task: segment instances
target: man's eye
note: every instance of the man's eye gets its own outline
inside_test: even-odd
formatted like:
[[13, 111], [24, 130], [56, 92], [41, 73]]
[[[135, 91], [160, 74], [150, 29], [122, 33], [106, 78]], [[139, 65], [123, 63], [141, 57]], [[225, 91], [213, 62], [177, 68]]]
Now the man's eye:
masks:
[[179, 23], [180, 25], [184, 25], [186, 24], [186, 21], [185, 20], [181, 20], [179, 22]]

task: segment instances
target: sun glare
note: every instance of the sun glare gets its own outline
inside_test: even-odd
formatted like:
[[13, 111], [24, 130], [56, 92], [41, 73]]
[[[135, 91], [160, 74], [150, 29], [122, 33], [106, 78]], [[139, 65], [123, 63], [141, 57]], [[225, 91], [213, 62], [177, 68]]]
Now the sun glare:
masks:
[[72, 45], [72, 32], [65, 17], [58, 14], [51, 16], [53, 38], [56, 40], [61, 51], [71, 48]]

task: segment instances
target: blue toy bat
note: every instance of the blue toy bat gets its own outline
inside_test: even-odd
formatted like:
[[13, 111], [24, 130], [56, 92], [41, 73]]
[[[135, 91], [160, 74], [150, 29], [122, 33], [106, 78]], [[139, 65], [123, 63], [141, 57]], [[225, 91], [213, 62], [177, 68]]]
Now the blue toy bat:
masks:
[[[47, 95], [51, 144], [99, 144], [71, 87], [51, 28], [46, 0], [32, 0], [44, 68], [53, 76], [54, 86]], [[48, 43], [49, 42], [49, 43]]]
::::::::
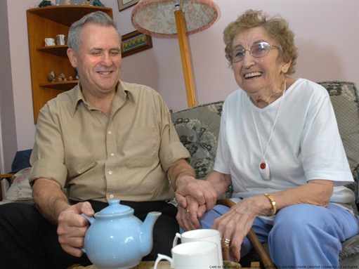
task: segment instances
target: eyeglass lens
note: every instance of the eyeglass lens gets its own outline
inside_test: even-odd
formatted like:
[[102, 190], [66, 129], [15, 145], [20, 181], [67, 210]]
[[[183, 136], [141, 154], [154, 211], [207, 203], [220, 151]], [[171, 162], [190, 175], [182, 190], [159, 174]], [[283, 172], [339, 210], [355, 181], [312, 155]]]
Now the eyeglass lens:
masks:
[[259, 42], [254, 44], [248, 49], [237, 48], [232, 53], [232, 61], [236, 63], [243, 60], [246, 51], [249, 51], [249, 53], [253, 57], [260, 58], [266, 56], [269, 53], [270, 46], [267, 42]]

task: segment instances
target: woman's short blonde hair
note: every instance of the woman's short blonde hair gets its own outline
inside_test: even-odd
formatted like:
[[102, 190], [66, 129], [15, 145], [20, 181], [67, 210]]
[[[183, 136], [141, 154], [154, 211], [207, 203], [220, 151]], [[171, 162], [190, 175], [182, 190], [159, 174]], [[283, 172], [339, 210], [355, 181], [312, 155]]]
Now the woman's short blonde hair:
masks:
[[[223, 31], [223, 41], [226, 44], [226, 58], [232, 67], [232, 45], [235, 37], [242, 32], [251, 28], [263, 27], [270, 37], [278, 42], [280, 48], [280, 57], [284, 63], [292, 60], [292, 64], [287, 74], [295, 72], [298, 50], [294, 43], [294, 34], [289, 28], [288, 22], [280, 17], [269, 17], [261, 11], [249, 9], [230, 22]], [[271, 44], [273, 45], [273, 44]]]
::::::::
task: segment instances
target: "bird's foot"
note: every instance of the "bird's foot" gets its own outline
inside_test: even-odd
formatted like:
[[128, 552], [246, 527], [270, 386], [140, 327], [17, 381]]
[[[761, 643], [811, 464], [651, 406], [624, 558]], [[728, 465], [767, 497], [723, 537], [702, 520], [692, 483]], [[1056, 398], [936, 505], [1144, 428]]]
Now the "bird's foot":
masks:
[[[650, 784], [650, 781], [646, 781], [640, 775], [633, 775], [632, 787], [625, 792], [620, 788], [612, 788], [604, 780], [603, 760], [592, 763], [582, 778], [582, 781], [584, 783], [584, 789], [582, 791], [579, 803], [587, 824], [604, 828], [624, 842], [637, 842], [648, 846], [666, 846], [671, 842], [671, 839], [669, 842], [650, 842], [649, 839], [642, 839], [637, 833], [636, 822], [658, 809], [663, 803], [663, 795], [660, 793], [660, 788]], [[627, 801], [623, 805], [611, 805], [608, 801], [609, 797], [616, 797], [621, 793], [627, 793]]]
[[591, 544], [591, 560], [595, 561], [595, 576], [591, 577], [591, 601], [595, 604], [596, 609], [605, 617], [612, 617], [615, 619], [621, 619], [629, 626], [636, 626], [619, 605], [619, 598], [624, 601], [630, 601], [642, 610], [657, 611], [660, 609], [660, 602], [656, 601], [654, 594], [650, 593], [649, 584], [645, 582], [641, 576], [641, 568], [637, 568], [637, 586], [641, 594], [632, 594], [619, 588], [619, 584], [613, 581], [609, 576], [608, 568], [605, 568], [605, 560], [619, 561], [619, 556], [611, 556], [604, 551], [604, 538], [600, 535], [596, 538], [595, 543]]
::::::::
| WHAT THIS TASK INVOLVES |
Pick out each line of the items above that contains the string "glare". Case counts.

| PROBLEM SOLUTION |
target: sun glare
note: every instance of the sun glare gets its own outline
Now the sun glare:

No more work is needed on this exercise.